#### EXERCISE:
Please copy the account of the Murambi memorial visit below in full, word for word.

#### EXTRACT:
A survivor of the massacre was my tour guide at Murambi. Its peaceful and calm around the memorial site/school. You have an incredible 360 degree view from the hill of the countryside. Tutsis from the area were told to go to the school; it became a "collection site" for those intended to be killed. I was told that the surrounding Hutu population was evacuated at the time and only returned once the massacre was over. About 50,000 people were gathered and murdered here on April 21st 1994.
The guide told me her story while she showed me around. She survived the massacre at Murambi because she is a Hutu. At the time, she was at the school with her family: two sons(5 and 7 yrs. old), a two week old baby girl and a husband who was Tutsi. When confronted by the killers on April 21, her husband yelled that she should be saved and that she has a Hutu ID. The ID ultimately saved her and her baby girl but not the life of her husband and two sons who were murdered in front of her. One of the killers protected her baby from other killers who wanted to murder it because it was half Tutsi. She later returned to the town again to live in her house with her child, now a 14 year old girl. The girl is named after the prayer the guide said while the killing was going on around her and it was not yet clear whether she was able to get out alive. During the tour her cell phone went off a few times - the ring tone is a little child laughing.

#### DATA UNDER STUDY:
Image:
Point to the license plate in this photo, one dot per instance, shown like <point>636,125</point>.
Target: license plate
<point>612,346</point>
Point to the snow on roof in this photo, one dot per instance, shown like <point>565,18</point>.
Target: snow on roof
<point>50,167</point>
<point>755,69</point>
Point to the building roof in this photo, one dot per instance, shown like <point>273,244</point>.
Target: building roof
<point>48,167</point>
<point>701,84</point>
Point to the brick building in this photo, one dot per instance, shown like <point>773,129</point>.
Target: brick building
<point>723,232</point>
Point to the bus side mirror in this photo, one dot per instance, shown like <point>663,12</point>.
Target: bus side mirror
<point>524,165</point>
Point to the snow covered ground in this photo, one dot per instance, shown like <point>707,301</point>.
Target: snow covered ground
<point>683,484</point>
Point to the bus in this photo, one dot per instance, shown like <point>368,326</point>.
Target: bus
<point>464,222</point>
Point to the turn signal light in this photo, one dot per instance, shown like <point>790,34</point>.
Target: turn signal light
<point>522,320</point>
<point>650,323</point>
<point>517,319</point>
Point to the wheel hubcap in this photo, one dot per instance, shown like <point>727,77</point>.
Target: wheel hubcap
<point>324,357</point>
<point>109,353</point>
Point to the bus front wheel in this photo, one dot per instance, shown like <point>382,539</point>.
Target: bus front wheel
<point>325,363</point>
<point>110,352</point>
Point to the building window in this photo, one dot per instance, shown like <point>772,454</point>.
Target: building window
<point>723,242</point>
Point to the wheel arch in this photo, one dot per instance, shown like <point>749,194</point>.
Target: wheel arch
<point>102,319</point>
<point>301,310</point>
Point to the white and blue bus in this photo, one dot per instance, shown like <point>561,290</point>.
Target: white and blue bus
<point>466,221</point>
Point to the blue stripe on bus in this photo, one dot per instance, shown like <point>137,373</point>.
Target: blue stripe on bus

#### ANSWER TO THIS PROBLEM:
A survivor of the massacre was my tour guide at Murambi. Its peaceful and calm around the memorial site/school. You have an incredible 360 degree view from the hill of the countryside. Tutsis from the area were told to go to the school; it became a "collection site" for those intended to be killed. I was told that the surrounding Hutu population was evacuated at the time and only returned once the massacre was over. About 50,000 people were gathered and murdered here on April 21st 1994.
The guide told me her story while she showed me around. She survived the massacre at Murambi because she is a Hutu. At the time, she was at the school with her family: two sons(5 and 7 yrs. old), a two week old baby girl and a husband who was Tutsi. When confronted by the killers on April 21, her husband yelled that she should be saved and that she has a Hutu ID. The ID ultimately saved her and her baby girl but not the life of her husband and two sons who were murdered in front of her. One of the killers protected her baby from other killers who wanted to murder it because it was half Tutsi. She later returned to the town again to live in her house with her child, now a 14 year old girl. The girl is named after the prayer the guide said while the killing was going on around her and it was not yet clear whether she was able to get out alive. During the tour her cell phone went off a few times - the ring tone is a little child laughing.